**TASK INSTRUCTIONS**. Starting at the line that has "trim in this photo." and continuing through the end of the items below, give every line again, requests included, with each pin coordinate in the answers multiplied by 1.95 and rounded to a whole number, halves rounded up. Leave the pictures out of your answer.

**RECORDS PROVIDED**.

^^^^^^^^

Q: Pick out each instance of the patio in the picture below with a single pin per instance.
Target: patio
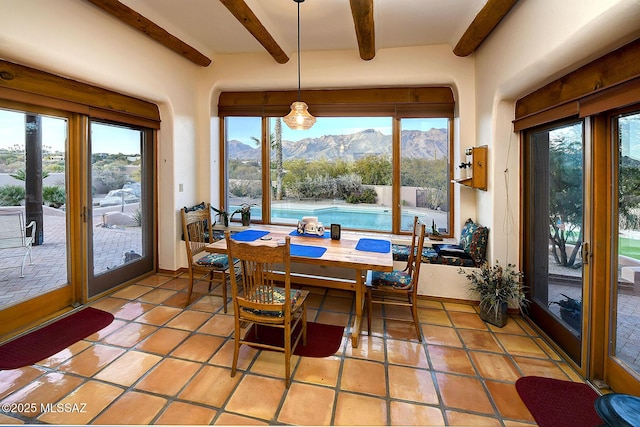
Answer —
(49, 271)
(49, 268)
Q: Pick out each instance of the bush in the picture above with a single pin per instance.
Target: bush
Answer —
(245, 188)
(366, 195)
(53, 196)
(11, 195)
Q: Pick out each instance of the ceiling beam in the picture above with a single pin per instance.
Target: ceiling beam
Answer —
(248, 19)
(486, 20)
(159, 34)
(362, 11)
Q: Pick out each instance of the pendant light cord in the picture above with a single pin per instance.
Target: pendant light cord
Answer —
(298, 48)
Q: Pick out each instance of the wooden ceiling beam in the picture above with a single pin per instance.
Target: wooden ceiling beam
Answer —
(248, 19)
(362, 11)
(159, 34)
(486, 20)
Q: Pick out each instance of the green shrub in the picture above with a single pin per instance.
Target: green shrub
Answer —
(365, 195)
(11, 195)
(54, 196)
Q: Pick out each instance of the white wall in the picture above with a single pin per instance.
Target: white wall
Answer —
(77, 40)
(538, 41)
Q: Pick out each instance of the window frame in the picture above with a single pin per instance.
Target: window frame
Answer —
(397, 103)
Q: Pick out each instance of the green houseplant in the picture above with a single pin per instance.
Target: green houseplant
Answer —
(496, 286)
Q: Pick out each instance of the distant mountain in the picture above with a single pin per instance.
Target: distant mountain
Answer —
(432, 144)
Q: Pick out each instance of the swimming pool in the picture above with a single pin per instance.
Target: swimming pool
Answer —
(367, 218)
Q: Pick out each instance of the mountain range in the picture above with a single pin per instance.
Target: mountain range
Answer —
(432, 144)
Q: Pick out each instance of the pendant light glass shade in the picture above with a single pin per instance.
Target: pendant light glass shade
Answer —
(299, 117)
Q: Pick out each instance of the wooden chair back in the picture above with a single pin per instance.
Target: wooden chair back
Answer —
(196, 230)
(265, 272)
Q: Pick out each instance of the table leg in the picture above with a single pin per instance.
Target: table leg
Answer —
(357, 325)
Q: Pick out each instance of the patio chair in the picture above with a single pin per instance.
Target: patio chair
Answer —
(197, 233)
(259, 303)
(398, 287)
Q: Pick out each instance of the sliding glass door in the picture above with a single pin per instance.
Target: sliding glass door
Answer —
(34, 158)
(555, 233)
(120, 215)
(622, 361)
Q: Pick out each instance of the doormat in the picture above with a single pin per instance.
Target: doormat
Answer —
(559, 403)
(49, 340)
(322, 340)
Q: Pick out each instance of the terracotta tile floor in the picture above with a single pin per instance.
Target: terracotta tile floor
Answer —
(158, 363)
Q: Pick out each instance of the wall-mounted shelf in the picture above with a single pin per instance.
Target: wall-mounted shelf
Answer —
(477, 157)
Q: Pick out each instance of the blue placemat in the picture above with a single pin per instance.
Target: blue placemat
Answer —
(326, 235)
(307, 251)
(374, 245)
(248, 235)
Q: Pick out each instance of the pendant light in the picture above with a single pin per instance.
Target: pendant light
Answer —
(299, 117)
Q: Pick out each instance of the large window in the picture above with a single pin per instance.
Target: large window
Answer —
(372, 161)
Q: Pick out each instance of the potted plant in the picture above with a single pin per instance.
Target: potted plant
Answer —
(497, 286)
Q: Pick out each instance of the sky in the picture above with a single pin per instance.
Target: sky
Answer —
(105, 138)
(243, 128)
(113, 139)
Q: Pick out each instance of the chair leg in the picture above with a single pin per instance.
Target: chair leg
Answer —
(224, 291)
(190, 289)
(287, 355)
(416, 321)
(368, 297)
(236, 345)
(304, 324)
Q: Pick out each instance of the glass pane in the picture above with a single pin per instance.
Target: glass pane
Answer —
(424, 172)
(558, 200)
(244, 165)
(32, 188)
(338, 171)
(116, 190)
(627, 322)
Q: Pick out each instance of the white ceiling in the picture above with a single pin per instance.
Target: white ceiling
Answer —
(208, 26)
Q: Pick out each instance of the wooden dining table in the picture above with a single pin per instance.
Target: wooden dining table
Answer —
(353, 252)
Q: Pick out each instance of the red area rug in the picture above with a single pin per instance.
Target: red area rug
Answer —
(322, 340)
(556, 403)
(49, 340)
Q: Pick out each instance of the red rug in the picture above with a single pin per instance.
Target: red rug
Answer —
(49, 340)
(556, 403)
(322, 340)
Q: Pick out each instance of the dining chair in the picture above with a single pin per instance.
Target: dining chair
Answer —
(259, 303)
(209, 267)
(398, 287)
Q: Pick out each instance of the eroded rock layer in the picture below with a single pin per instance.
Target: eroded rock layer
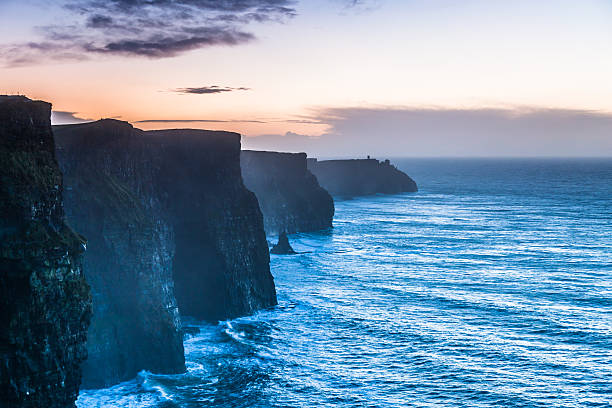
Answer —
(188, 183)
(45, 305)
(136, 324)
(289, 195)
(359, 177)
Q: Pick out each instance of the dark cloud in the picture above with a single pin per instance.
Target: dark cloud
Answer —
(205, 90)
(65, 118)
(451, 132)
(149, 28)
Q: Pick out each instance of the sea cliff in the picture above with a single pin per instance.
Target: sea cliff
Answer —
(359, 177)
(136, 324)
(45, 304)
(188, 184)
(289, 195)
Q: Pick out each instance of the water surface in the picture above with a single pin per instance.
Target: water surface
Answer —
(490, 287)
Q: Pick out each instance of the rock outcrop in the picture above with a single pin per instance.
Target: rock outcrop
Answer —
(348, 178)
(188, 183)
(289, 195)
(136, 324)
(45, 304)
(283, 247)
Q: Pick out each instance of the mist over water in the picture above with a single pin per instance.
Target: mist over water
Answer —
(491, 286)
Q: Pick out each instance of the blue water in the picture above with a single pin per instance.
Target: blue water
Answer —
(491, 287)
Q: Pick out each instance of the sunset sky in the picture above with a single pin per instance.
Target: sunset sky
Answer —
(312, 68)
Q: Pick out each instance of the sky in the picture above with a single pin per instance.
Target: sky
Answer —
(330, 77)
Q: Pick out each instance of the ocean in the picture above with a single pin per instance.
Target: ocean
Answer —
(490, 287)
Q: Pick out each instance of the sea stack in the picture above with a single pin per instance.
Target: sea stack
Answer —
(45, 304)
(283, 247)
(358, 177)
(289, 195)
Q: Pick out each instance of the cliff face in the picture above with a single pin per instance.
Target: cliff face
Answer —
(136, 324)
(188, 183)
(360, 177)
(45, 304)
(222, 264)
(289, 195)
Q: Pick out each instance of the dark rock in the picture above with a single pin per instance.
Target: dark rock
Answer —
(45, 305)
(289, 195)
(189, 183)
(136, 324)
(360, 177)
(282, 247)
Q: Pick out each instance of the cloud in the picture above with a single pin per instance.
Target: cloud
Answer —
(209, 90)
(65, 118)
(390, 131)
(147, 28)
(197, 121)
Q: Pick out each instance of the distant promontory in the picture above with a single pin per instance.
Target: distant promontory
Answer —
(358, 177)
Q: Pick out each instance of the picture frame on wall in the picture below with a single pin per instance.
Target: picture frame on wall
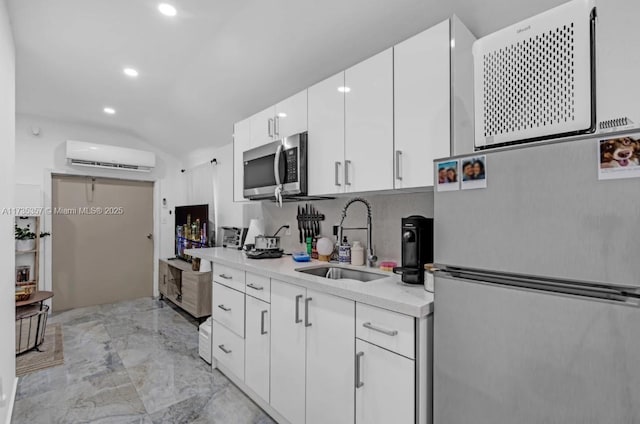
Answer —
(22, 274)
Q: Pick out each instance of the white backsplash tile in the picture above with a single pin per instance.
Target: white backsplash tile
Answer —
(387, 212)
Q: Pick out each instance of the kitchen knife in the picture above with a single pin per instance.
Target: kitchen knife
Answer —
(307, 222)
(300, 224)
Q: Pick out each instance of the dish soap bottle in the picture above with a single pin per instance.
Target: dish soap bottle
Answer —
(344, 252)
(357, 254)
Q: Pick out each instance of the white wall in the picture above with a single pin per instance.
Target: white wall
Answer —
(227, 213)
(37, 156)
(7, 252)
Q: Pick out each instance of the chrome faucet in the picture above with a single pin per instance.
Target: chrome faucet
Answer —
(371, 257)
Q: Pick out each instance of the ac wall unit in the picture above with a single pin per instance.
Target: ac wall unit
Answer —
(536, 79)
(109, 157)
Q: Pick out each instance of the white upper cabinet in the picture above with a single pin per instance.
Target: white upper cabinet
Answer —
(380, 124)
(421, 105)
(369, 124)
(241, 142)
(262, 124)
(291, 116)
(282, 120)
(326, 136)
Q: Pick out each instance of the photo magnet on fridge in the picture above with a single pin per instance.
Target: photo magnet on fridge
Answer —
(619, 158)
(448, 176)
(474, 172)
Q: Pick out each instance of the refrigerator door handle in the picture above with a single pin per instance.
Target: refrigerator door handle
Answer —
(607, 292)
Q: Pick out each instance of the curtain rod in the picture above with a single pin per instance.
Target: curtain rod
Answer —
(213, 161)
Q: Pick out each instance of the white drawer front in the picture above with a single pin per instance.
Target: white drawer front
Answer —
(387, 329)
(258, 286)
(229, 276)
(228, 308)
(228, 349)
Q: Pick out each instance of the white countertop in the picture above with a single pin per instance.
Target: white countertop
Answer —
(389, 292)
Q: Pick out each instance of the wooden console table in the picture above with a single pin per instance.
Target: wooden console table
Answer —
(188, 289)
(39, 296)
(28, 316)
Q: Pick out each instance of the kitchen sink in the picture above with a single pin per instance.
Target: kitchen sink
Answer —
(339, 273)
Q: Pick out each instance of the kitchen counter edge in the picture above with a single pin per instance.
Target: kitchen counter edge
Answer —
(387, 293)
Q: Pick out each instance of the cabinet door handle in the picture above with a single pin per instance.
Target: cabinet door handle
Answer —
(380, 330)
(359, 382)
(346, 172)
(337, 171)
(398, 170)
(306, 311)
(298, 297)
(263, 314)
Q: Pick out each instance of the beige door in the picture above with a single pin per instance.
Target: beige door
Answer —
(102, 245)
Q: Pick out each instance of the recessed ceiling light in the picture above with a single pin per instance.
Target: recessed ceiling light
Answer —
(130, 72)
(167, 10)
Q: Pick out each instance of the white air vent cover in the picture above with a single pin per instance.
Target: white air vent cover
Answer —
(534, 80)
(110, 157)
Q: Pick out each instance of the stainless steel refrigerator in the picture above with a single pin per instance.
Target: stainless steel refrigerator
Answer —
(537, 316)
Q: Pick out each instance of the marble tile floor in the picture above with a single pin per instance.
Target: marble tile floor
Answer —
(131, 362)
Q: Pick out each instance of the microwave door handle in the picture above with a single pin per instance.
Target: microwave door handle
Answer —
(276, 165)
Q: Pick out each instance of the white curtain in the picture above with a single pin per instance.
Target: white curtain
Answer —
(200, 188)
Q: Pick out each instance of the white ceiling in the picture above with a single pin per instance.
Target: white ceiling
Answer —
(215, 63)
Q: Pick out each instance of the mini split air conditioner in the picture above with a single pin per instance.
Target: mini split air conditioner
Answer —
(109, 157)
(536, 79)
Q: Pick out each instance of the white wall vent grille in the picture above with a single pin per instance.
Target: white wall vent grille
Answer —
(534, 79)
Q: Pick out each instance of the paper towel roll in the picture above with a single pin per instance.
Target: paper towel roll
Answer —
(205, 266)
(256, 228)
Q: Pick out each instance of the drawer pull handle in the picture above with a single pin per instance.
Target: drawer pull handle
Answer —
(380, 330)
(306, 311)
(359, 382)
(263, 314)
(298, 320)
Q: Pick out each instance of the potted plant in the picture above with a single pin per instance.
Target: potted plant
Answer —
(25, 238)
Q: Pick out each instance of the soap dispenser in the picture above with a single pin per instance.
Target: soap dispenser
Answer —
(344, 252)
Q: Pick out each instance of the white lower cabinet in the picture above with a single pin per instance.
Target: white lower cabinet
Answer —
(311, 355)
(288, 350)
(330, 365)
(385, 386)
(257, 346)
(228, 348)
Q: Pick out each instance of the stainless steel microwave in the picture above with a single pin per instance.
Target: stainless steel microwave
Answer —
(281, 163)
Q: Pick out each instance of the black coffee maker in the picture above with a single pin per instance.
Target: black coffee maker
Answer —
(417, 248)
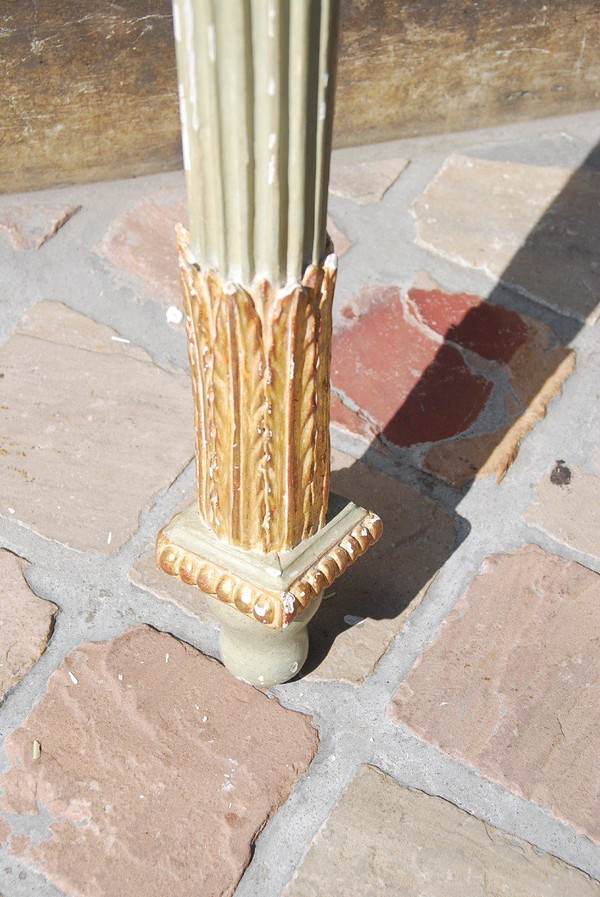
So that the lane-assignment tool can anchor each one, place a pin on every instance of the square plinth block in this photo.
(271, 588)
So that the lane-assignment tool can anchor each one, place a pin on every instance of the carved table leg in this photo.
(265, 537)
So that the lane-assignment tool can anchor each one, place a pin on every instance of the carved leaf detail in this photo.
(259, 360)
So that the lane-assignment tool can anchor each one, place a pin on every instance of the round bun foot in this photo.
(256, 652)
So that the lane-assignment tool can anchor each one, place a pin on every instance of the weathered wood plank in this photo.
(89, 89)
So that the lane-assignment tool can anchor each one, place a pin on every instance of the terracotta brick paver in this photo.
(90, 428)
(511, 684)
(535, 227)
(407, 395)
(383, 839)
(26, 622)
(399, 372)
(139, 247)
(157, 770)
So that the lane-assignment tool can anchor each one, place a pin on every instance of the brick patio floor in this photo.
(444, 736)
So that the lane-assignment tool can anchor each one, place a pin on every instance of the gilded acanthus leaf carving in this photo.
(259, 358)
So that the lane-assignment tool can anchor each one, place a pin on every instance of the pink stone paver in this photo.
(511, 684)
(31, 224)
(26, 622)
(566, 505)
(140, 246)
(157, 768)
(90, 429)
(401, 377)
(140, 251)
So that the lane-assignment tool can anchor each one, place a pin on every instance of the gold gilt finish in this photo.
(300, 585)
(259, 359)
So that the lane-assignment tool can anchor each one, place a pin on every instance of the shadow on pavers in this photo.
(392, 577)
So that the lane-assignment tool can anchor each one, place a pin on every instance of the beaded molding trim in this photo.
(272, 607)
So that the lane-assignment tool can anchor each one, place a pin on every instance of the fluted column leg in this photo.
(264, 537)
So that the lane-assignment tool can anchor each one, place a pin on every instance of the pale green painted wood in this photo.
(257, 82)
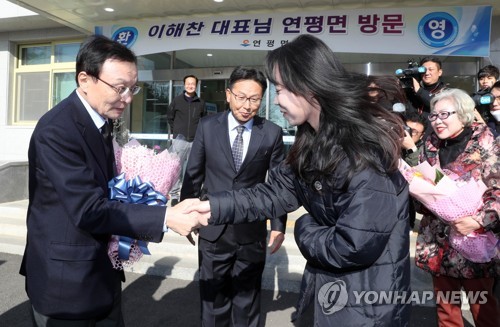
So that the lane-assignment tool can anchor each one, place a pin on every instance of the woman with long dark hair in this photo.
(343, 169)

^^^^^^^^

**CORRECT RESPONSE**.
So that the lane-assignment tool can anchor each one, place a pin on every instance of the beaded molding trim in this photo.
(530, 1184)
So that the lane-assignment tool can anchor each one, place a pin on every instance of the fluted column leg in this photo.
(515, 1047)
So that the lane-assignment tool can anchor each one, place a pin on every instance of the pale green painted wood in this photo.
(501, 160)
So that the lane-assignment tool can anchor each one, place a pin on every instance of the woman with long dark hair in this photo.
(669, 330)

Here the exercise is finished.